## ARTICLE
Zulip Chat Archive

Stream: lean4

Topic: Type equality issue


Frederic Peschanski (Sep 01 2022 at 22:17):

I don't know if my question will have enough context but I'm blocking with a context of the form:

H1 : f x y = z
H2: T1 = T2
|-  f x (Eq.mpr (_ : T1 = T2) y) = z

I do not see how to discharge hypothesis H2 to resolve the Eq.mpr constraint and conclude.
(sorry if this does not make sense, I have a concrete example but it's kind of ugly)

Kevin Buzzard (Sep 01 2022 at 22:20):

Does cases H2 help? Or subst H2?

Kevin Buzzard (Sep 01 2022 at 22:22):

Oh sorry this is lean 4, I don't know if these tactics exist. A perhaps more helpful comment might be that you might have gone wrong at the point where the eq.mpr appeared.

Jan-Mirko Otter (Sep 02 2022 at 04:58):

Could you give at least the types of f, x and y? On the first sight, I have trouble understanding how your goal even typechecks.

If I try to reconstruct the type of y I find that y should have type T2 and the Eq.mpr ... has T1, so how can you put both of them into the second argument of f?

Are there any coercions between T1 and T2? As far as I know, the type checker does not care about equality, only about definitional equality. So there should be a type mismatch in the goal, shouldn't it?

If T1 and T2 are in fact definitionally equal, you can just use exact H1 because the goal would be defeq to the assumption

Frederic Peschanski (Sep 02 2022 at 09:51):

Thanks for the suggestions. I should have added that the equation T1 = T2 is more of the form T u1 = T u2 with u1 = u2provable, but not by definitional equality. It is not exactly the same situation but what follows maybe gives some hint.

Collected data
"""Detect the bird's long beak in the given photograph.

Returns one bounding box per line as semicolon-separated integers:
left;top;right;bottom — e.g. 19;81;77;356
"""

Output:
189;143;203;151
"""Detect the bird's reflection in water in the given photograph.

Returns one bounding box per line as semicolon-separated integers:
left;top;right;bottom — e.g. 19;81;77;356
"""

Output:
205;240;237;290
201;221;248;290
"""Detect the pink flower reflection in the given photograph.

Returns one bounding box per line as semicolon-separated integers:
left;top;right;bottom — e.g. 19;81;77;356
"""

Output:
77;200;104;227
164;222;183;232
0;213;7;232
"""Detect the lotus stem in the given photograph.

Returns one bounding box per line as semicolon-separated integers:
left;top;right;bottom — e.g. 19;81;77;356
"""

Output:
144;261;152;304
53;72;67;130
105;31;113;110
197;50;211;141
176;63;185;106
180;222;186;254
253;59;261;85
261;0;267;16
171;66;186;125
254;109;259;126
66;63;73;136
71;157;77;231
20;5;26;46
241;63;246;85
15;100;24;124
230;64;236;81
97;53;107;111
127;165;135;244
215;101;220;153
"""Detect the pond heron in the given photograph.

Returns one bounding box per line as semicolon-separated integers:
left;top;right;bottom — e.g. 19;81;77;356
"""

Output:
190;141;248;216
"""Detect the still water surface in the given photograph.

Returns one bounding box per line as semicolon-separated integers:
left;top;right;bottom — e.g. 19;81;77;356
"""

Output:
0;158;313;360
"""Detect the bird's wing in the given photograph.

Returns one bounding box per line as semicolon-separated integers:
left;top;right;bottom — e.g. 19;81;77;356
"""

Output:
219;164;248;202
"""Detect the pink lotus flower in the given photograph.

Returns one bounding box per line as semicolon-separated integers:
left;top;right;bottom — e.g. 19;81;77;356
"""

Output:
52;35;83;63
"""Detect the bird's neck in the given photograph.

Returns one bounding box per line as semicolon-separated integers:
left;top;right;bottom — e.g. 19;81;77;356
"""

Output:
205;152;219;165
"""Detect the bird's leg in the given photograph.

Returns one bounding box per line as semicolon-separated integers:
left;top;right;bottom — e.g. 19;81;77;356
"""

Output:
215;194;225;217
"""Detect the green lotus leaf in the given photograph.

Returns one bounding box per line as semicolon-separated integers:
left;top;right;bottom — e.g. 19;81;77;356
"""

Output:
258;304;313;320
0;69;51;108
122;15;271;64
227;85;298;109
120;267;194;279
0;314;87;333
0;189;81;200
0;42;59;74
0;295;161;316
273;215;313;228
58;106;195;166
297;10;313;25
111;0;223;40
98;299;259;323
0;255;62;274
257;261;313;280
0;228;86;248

## WRITTEN INSTRUCTION 1
Could you repeat the passage of the thread on the Lean 4 type equality issue, everything from "H1 : f x y = z" down to "Or subst H2?", word for word?
## WRITTEN INSTRUCTION 2
Could you express as a JSON list of strings everything in the collected data from the line containing "leaf in the given photograph." down to the end of the collected data, one string per line and blank lines omitted?

## SOLUTION 1
H1 : f x y = z
H2: T1 = T2
|-  f x (Eq.mpr (_ : T1 = T2) y) = z

I do not see how to discharge hypothesis H2 to resolve the Eq.mpr constraint and conclude.
(sorry if this does not make sense, I have a concrete example but it's kind of ugly)

Kevin Buzzard (Sep 01 2022 at 22:20):

Does cases H2 help? Or subst H2?

## SOLUTION 2
[
  "\"\"\"Detect the green lotus leaf in the given photograph.",
  "Returns one bounding box per line as semicolon-separated integers:",
  "left;top;right;bottom — e.g. 19;81;77;356",
  "\"\"\"",
  "Output:",
  "258;304;313;320",
  "0;69;51;108",
  "122;15;271;64",
  "227;85;298;109",
  "120;267;194;279",
  "0;314;87;333",
  "0;189;81;200",
  "0;42;59;74",
  "0;295;161;316",
  "273;215;313;228",
  "58;106;195;166",
  "297;10;313;25",
  "111;0;223;40",
  "98;299;259;323",
  "0;255;62;274",
  "257;261;313;280",
  "0;228;86;248"
]